====== Records supplied ======
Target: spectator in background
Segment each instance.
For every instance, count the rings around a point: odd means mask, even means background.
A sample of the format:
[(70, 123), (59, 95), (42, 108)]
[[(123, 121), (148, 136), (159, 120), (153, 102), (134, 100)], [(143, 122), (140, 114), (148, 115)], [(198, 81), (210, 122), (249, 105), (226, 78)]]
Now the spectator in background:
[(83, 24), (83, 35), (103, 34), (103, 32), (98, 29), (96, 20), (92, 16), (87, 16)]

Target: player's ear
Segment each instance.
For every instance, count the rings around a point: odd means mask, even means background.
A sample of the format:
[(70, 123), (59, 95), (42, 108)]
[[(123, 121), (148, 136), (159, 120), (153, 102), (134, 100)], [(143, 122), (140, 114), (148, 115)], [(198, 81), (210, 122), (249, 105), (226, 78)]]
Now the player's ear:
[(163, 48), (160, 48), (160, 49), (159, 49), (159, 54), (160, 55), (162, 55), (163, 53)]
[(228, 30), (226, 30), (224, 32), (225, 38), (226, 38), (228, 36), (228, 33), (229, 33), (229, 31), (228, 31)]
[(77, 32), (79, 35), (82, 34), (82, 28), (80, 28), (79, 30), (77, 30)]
======
> **What you should do**:
Write out every line of the listing above without changing a single character.

> **Exercise answer**:
Target: spectator in background
Segment each instance.
For every instance, count the rings around a point: odd means mask, even means background.
A sample of the format:
[(70, 123), (59, 95), (42, 108)]
[[(123, 121), (148, 136), (159, 120), (153, 102), (134, 100)], [(143, 122), (140, 114), (148, 115)], [(198, 81), (210, 122), (249, 105), (226, 78)]]
Now the spectator in background:
[(83, 24), (83, 35), (103, 34), (103, 32), (98, 29), (96, 20), (92, 16), (87, 16)]

Target: player's ear
Segment each instance.
For every instance, count the rings around a point: odd means mask, even means background.
A sample of the format:
[(70, 123), (59, 95), (42, 108)]
[[(123, 121), (148, 136), (159, 120), (153, 102), (134, 100)], [(143, 122), (140, 114), (148, 115)], [(198, 81), (210, 122), (249, 105), (226, 78)]]
Now the player's ear:
[(163, 48), (160, 48), (160, 49), (159, 49), (159, 54), (160, 55), (162, 55), (163, 53)]
[(228, 30), (226, 30), (224, 32), (225, 38), (226, 38), (228, 36), (228, 33), (229, 33), (229, 31), (228, 31)]
[(77, 32), (79, 35), (82, 34), (82, 28), (80, 28), (79, 30), (77, 30)]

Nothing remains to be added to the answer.